- **Work required**:
If a line in the listing contains "roof", copy it out whole.

- **Task input**:

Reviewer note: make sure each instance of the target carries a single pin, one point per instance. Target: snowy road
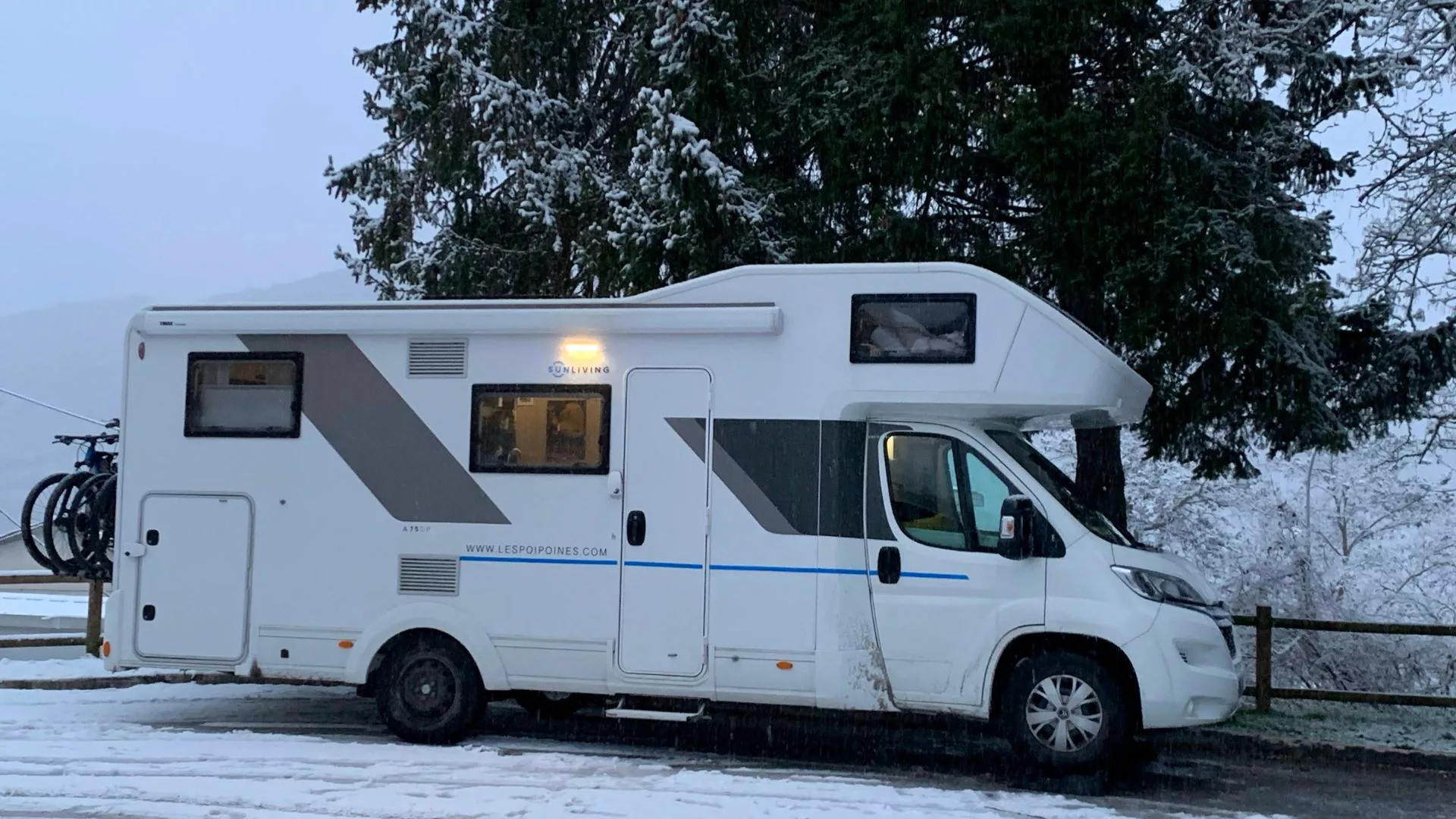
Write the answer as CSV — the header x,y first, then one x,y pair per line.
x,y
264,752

==

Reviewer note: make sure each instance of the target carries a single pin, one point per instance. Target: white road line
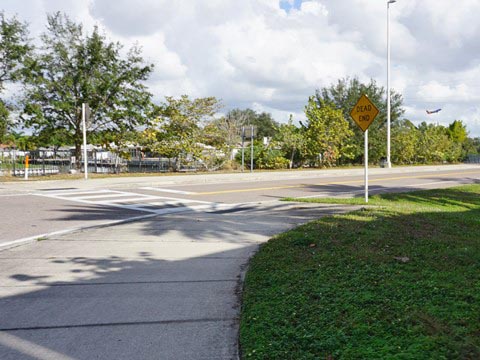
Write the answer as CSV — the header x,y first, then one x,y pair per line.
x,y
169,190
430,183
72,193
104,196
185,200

--

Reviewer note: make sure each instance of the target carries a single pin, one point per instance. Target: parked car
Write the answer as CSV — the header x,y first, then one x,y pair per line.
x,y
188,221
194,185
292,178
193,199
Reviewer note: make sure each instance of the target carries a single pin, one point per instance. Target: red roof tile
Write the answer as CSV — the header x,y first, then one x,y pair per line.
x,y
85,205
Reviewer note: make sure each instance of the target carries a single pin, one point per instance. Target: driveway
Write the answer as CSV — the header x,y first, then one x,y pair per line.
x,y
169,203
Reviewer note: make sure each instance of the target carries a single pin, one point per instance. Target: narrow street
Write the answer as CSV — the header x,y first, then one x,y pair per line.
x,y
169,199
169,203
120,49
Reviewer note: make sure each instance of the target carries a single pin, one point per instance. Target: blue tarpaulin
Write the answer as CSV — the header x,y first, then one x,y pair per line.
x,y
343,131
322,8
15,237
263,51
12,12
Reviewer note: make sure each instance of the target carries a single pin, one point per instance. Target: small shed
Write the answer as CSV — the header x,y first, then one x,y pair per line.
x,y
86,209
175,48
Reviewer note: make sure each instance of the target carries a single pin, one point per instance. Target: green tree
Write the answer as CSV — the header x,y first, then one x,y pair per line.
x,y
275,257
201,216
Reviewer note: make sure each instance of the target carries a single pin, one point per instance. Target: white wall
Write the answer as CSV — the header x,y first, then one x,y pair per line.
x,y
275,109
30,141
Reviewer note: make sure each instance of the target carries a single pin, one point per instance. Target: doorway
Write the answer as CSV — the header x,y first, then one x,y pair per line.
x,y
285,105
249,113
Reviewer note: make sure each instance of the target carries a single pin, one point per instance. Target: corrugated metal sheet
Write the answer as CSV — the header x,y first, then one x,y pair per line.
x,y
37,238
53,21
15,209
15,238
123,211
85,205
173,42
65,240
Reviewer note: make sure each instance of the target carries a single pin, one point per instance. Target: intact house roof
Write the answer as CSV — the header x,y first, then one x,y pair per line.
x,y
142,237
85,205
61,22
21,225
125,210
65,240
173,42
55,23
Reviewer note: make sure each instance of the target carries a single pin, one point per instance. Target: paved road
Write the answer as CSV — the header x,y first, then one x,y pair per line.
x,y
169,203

- **Result for this task**:
Reviewer note: make sure each instance of the target carries a single pin, one point per instance. Target: red roof tile
Reviewer note: make sure each instance of the target carries a single pin, one point per instance. Target: intact house roof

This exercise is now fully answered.